* _Action item_:
Write out the entries, please, from the line containing "Where can you spot the curb?" through their final line, exactly and with nothing else.
(Raw data Opens)
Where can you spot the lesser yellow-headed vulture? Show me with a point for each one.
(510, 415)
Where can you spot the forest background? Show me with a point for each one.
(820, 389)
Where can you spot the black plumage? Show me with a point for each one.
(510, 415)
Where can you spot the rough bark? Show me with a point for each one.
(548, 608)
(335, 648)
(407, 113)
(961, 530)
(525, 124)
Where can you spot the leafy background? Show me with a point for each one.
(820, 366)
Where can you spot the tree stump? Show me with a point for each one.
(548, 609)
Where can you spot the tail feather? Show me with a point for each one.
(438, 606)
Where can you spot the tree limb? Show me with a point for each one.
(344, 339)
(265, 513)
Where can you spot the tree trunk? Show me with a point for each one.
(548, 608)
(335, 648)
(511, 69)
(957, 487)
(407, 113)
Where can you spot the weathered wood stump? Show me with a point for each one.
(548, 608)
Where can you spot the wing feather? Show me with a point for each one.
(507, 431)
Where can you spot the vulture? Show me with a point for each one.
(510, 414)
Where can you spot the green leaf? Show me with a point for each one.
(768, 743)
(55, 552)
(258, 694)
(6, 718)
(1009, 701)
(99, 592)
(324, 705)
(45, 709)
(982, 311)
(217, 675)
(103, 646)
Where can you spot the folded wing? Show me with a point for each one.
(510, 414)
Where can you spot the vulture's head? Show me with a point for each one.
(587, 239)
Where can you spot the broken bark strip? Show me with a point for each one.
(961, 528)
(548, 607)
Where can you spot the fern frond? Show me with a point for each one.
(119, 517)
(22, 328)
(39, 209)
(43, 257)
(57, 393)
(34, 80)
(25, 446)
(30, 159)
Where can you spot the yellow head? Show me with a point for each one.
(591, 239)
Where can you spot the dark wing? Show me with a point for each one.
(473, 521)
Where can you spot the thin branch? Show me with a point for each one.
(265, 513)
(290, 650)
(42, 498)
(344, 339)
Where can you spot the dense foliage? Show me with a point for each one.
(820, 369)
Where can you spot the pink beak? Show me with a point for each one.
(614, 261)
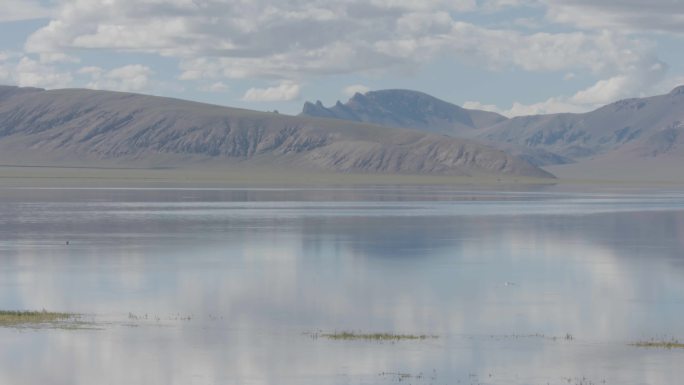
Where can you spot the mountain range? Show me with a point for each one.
(388, 131)
(636, 131)
(76, 127)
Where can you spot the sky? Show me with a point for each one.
(516, 57)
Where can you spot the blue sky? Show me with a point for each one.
(516, 57)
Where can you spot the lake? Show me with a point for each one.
(241, 286)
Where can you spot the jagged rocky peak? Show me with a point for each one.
(677, 90)
(407, 109)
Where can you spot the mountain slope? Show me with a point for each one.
(406, 109)
(419, 111)
(78, 127)
(627, 124)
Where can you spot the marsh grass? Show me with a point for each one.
(660, 344)
(33, 318)
(378, 337)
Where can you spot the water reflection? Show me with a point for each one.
(489, 272)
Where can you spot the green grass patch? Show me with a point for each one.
(32, 318)
(671, 344)
(381, 337)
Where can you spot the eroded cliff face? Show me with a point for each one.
(80, 125)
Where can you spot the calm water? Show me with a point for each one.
(226, 286)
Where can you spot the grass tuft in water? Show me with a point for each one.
(664, 344)
(380, 337)
(24, 318)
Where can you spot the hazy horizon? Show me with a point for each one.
(567, 56)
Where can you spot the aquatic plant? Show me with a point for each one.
(17, 318)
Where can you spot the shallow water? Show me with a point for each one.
(226, 286)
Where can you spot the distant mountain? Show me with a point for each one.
(419, 111)
(636, 127)
(406, 109)
(85, 127)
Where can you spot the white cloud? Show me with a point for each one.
(57, 57)
(297, 39)
(134, 77)
(215, 87)
(31, 73)
(624, 15)
(354, 89)
(633, 83)
(286, 91)
(17, 10)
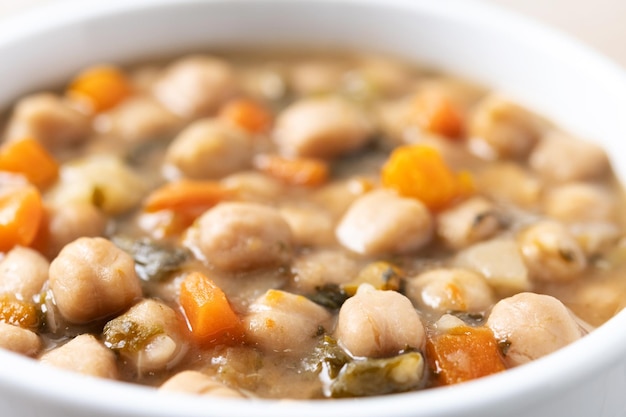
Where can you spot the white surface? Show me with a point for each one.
(586, 379)
(598, 23)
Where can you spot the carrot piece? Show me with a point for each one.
(420, 172)
(434, 112)
(464, 353)
(18, 313)
(210, 317)
(21, 212)
(188, 197)
(29, 158)
(248, 115)
(100, 88)
(309, 172)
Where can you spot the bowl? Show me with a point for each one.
(575, 87)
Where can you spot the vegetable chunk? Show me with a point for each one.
(464, 353)
(209, 315)
(418, 171)
(29, 158)
(21, 212)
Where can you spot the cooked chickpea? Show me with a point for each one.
(208, 149)
(154, 341)
(580, 202)
(138, 119)
(23, 272)
(450, 290)
(279, 321)
(382, 222)
(240, 236)
(83, 354)
(551, 252)
(19, 340)
(321, 128)
(562, 158)
(531, 326)
(500, 129)
(469, 222)
(50, 119)
(91, 279)
(377, 323)
(195, 86)
(194, 382)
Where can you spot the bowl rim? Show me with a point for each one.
(16, 371)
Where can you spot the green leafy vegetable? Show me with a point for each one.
(127, 335)
(331, 296)
(379, 376)
(153, 261)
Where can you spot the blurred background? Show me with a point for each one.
(600, 24)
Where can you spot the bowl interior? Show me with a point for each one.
(571, 85)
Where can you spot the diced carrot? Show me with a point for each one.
(210, 317)
(309, 172)
(21, 211)
(434, 112)
(464, 353)
(18, 313)
(420, 172)
(100, 88)
(188, 197)
(29, 158)
(248, 115)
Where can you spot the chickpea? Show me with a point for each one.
(531, 326)
(138, 119)
(83, 354)
(321, 128)
(551, 252)
(92, 279)
(561, 158)
(195, 86)
(377, 323)
(580, 203)
(500, 129)
(279, 321)
(50, 119)
(469, 222)
(382, 222)
(208, 149)
(450, 290)
(19, 340)
(195, 382)
(23, 272)
(148, 336)
(241, 236)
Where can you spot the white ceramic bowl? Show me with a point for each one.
(570, 84)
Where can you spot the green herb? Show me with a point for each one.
(127, 335)
(331, 296)
(153, 262)
(365, 377)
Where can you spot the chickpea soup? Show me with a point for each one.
(298, 226)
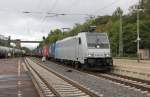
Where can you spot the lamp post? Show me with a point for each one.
(138, 33)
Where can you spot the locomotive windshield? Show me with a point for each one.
(97, 41)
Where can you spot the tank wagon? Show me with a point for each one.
(85, 50)
(8, 52)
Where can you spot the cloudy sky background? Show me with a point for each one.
(18, 25)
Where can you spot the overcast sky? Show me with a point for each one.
(18, 25)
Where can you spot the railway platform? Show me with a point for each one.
(14, 81)
(132, 68)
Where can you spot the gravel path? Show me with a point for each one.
(14, 82)
(102, 86)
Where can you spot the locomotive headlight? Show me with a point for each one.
(90, 55)
(107, 55)
(98, 46)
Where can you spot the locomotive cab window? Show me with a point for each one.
(79, 40)
(97, 41)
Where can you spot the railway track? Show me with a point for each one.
(51, 84)
(143, 86)
(127, 81)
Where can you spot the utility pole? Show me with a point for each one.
(138, 35)
(120, 38)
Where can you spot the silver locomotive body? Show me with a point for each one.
(90, 50)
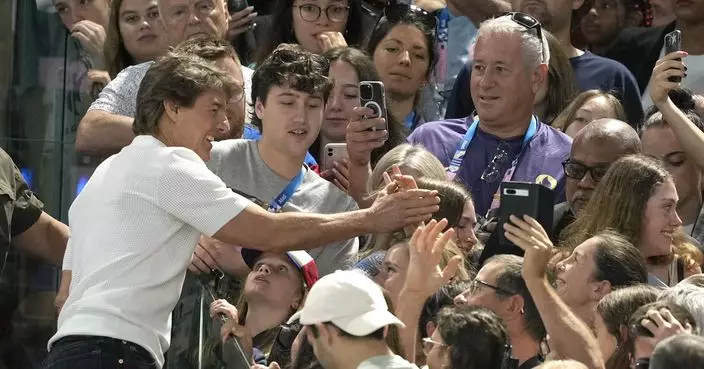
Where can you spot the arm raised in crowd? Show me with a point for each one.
(570, 336)
(479, 10)
(688, 134)
(278, 232)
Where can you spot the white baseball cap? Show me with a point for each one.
(349, 300)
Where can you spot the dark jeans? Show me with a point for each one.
(95, 352)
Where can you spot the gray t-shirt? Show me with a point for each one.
(239, 165)
(386, 362)
(120, 95)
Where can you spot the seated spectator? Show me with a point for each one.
(468, 337)
(507, 142)
(443, 137)
(611, 324)
(594, 149)
(345, 318)
(680, 351)
(402, 46)
(272, 169)
(637, 198)
(317, 26)
(606, 19)
(500, 287)
(598, 266)
(654, 322)
(348, 67)
(134, 35)
(587, 107)
(591, 71)
(273, 291)
(674, 133)
(640, 48)
(107, 127)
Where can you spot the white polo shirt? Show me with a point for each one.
(134, 228)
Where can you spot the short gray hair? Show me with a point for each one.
(689, 297)
(531, 45)
(178, 78)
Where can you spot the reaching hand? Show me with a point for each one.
(91, 36)
(665, 68)
(662, 325)
(424, 275)
(530, 236)
(241, 22)
(360, 139)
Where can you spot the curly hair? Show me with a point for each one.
(289, 65)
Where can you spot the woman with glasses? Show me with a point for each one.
(402, 46)
(637, 198)
(316, 25)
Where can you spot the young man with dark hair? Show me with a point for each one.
(289, 90)
(345, 318)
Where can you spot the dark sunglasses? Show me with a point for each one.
(395, 12)
(529, 22)
(578, 171)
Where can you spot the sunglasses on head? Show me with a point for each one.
(529, 22)
(395, 12)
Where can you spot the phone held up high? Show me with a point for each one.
(372, 95)
(673, 42)
(234, 6)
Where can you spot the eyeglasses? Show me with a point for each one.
(428, 345)
(395, 12)
(493, 170)
(311, 12)
(578, 171)
(529, 22)
(475, 286)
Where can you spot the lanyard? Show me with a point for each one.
(467, 140)
(280, 200)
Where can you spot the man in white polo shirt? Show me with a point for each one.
(345, 318)
(136, 223)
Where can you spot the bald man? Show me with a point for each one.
(594, 148)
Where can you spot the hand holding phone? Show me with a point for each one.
(673, 42)
(373, 96)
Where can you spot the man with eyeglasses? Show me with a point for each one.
(504, 141)
(500, 287)
(595, 148)
(107, 127)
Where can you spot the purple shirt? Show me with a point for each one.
(541, 161)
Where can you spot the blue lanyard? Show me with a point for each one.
(469, 136)
(282, 198)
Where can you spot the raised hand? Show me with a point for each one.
(530, 236)
(665, 68)
(424, 275)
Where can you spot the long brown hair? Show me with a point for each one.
(116, 56)
(619, 203)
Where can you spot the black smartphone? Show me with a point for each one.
(372, 95)
(673, 42)
(234, 6)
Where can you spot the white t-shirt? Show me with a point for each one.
(134, 228)
(694, 80)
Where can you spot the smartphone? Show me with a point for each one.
(334, 152)
(673, 42)
(234, 6)
(372, 95)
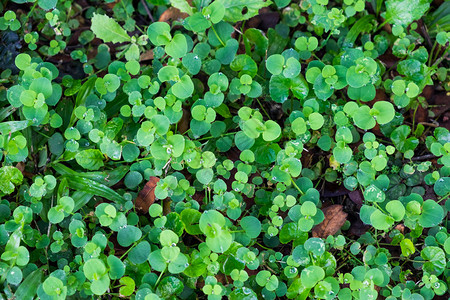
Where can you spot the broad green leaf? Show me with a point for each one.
(251, 225)
(182, 5)
(91, 159)
(240, 10)
(93, 187)
(28, 289)
(432, 214)
(108, 29)
(403, 12)
(9, 176)
(177, 47)
(311, 275)
(128, 235)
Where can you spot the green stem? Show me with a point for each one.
(382, 24)
(211, 137)
(430, 58)
(414, 116)
(262, 246)
(445, 197)
(262, 107)
(218, 37)
(354, 257)
(31, 11)
(296, 186)
(135, 243)
(159, 278)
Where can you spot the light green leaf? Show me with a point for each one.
(403, 12)
(183, 6)
(91, 159)
(108, 29)
(234, 9)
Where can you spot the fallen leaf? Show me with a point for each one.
(335, 217)
(146, 196)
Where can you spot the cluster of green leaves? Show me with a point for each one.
(236, 130)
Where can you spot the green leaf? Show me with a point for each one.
(128, 235)
(240, 10)
(373, 194)
(311, 275)
(432, 214)
(177, 47)
(28, 289)
(204, 176)
(9, 176)
(184, 88)
(13, 126)
(91, 159)
(159, 33)
(396, 210)
(272, 131)
(435, 260)
(94, 268)
(403, 12)
(108, 29)
(383, 111)
(53, 286)
(407, 247)
(380, 220)
(129, 286)
(315, 121)
(47, 4)
(93, 187)
(251, 225)
(183, 6)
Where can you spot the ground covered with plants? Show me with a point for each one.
(228, 149)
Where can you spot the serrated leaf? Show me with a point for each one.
(108, 29)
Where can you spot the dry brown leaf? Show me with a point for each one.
(335, 217)
(146, 196)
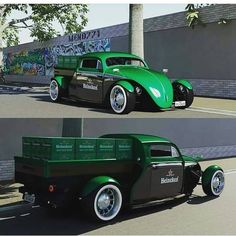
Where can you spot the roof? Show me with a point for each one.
(143, 138)
(105, 55)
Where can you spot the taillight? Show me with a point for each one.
(51, 188)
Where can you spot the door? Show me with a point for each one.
(88, 83)
(166, 168)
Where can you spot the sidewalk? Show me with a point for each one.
(9, 194)
(23, 88)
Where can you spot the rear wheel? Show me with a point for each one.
(104, 204)
(121, 100)
(213, 181)
(55, 91)
(182, 93)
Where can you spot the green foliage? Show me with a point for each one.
(192, 15)
(40, 18)
(10, 36)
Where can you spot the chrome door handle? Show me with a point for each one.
(154, 166)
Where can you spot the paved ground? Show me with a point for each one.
(24, 102)
(198, 215)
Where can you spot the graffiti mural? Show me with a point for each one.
(40, 62)
(25, 63)
(51, 54)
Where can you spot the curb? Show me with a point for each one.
(18, 206)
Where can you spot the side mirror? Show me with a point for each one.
(165, 71)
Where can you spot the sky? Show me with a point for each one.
(102, 15)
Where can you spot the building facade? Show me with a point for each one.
(204, 55)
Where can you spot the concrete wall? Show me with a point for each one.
(205, 56)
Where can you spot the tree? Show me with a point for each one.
(193, 17)
(39, 20)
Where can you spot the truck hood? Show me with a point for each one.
(156, 84)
(Raw data Closes)
* _Response to the exercise_:
Where can you spot the curb? Show me with a point for each one.
(18, 206)
Where can you spot the side mirror? Show me with a point for each one.
(165, 71)
Where can you spot the sky? Show me with a point for each one.
(102, 15)
Where can you spot the building facade? Show me with a point for each one.
(204, 55)
Where can you spot the concrete wall? Show me with a point for each one.
(205, 56)
Where can you spot the tree? Show me with a point for each one.
(193, 17)
(39, 20)
Where can you spot the truck hood? Show me with a point for each one.
(156, 84)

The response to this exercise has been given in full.